> [Excerpted passage]:

Introduction
Analyses of functional morphology typically apply phenomenological methodologies, where investigators seek to identify links between morphological and ecological data, or mechanistic approaches, where engineering principles are applied to explain how and why particular morphologies are associated with specific behaviours and ecologies. Often these two are combined within a comparative context.
Although there is certainly debate over basic assumptions and the degree to which structure might be expected to predict function (Gould, 2002), for the majority of biologists, determining relationships between form and function is fundamental to understanding the evolution of behaviours and ecologies, the nature of morphological convergence, and the prediction of habitus in living and extinct taxa.

> [What this exercise asks]:
• A. Translate this sentence from the functional morphology introduction into Spanish: "Often these two are combined within a comparative context."
• B. In the functional morphology introduction, what do mechanistic approaches apply to explain why particular morphologies are associated with specific behaviours and ecologies?
• C. Please continue the functional morphology introduction from its last sentence.

> [Excerpted data]:
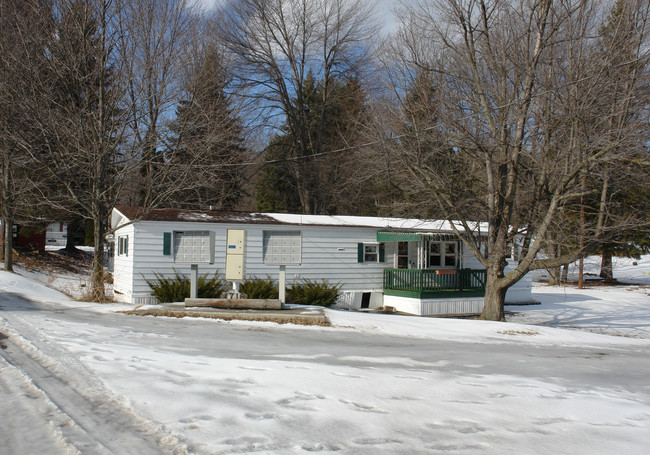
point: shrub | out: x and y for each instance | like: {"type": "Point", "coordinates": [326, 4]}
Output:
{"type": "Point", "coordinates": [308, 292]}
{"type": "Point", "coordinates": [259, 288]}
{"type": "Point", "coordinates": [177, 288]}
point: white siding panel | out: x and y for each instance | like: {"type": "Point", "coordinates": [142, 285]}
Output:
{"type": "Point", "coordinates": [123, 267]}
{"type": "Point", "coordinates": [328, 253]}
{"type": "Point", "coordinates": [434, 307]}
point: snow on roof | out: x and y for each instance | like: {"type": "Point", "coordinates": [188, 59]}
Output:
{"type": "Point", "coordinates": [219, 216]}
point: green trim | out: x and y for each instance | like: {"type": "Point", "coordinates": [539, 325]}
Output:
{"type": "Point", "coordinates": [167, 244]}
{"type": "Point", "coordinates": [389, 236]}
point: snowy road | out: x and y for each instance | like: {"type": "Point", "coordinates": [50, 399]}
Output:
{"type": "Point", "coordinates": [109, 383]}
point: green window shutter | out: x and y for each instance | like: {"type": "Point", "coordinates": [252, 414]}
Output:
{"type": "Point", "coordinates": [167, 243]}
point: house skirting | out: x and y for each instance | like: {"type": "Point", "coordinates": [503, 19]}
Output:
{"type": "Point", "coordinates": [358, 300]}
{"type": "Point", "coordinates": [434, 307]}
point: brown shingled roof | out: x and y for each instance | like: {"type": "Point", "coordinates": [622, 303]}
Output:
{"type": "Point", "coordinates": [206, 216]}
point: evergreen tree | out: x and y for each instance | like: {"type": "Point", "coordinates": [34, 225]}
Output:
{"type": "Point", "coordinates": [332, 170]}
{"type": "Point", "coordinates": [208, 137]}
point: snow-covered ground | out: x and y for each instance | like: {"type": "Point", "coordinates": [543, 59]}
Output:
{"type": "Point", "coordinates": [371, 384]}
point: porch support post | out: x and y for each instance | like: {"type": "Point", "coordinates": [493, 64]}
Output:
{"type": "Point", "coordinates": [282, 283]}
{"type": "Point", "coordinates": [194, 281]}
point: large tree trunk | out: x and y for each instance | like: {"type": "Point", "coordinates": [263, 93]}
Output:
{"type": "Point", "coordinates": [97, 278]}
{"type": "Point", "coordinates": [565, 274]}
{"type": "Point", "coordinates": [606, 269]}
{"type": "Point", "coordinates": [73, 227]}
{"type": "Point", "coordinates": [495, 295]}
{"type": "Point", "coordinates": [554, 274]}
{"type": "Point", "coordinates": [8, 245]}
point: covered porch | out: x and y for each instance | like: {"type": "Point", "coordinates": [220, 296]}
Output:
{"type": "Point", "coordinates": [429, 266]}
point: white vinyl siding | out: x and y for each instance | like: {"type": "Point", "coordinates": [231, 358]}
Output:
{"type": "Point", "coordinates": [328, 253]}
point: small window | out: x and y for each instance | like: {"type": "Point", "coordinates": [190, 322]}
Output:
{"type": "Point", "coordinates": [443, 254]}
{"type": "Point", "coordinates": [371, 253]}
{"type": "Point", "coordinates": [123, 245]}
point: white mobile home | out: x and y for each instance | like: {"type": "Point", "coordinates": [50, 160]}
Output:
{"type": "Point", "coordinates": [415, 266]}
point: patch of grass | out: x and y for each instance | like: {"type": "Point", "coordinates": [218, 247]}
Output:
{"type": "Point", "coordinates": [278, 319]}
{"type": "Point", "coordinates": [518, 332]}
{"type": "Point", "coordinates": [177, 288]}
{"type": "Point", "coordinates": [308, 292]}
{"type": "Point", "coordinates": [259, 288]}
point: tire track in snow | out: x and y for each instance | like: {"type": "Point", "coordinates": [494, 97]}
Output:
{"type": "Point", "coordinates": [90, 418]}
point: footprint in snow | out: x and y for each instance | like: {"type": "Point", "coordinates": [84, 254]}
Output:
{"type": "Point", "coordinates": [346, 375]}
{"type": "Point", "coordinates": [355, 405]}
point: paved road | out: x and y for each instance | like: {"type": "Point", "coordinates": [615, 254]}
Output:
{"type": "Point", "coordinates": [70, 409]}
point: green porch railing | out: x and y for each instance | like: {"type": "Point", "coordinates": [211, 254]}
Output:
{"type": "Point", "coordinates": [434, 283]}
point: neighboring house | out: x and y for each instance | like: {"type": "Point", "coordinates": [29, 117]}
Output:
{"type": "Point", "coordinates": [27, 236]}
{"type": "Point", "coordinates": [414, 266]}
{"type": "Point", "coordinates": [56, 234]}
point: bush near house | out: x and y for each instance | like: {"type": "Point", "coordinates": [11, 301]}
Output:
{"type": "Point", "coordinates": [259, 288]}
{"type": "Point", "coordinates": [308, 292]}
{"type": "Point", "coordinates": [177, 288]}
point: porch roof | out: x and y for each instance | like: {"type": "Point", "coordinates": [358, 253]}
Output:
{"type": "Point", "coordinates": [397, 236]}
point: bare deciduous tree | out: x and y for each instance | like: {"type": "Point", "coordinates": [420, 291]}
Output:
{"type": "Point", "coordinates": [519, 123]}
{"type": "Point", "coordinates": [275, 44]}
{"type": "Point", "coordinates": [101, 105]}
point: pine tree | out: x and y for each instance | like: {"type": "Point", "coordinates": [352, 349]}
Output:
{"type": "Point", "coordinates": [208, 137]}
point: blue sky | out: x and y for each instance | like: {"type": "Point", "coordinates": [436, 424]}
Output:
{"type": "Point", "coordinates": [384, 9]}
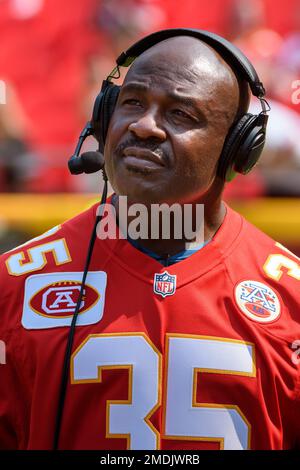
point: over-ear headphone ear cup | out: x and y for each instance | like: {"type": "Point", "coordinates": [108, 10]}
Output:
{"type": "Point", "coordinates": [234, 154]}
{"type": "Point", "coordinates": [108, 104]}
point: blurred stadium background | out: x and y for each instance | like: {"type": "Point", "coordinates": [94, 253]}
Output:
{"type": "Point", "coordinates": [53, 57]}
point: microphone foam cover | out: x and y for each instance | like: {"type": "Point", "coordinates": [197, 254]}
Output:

> [Solved problems]:
• A. A menudo, ambas se combinan dentro de un contexto comparativo.

• B. Engineering principles.

• C.
With respect to the mammalian carnivore skull, numerous studies invoking a range of phenomenological and mechanistic approaches have identified some correspondence between these variables (Savage, 1977; Buckland-Wright, 1978; Radinsky, 1981a, 1981b; Werdelin, 1986; Van Valkenburgh, 1989; Therrien, 2005a; Wroe et al., 2005; Christiansen and Wroe, 2007; Wroe and Milne, 2007). However, the degree to which any skull might be optimised for feeding is not well understood. The vertebrate skull is not simply a food- processing mechanism, it also houses major sensory and neural apparatuses (Dumont et al., 2005), and, in mammalian carnivores, it may be subject to considerable external stresses generated in the subjugation and killing of prey (Preuschoft and Witzel, 2004). Consequently, skull morphology may represent compromise between various competing influences (Hylander et al., 1991; Preuschoft and Witzel, 2004). Identifying such compromise is difficult to achieve using traditional methods.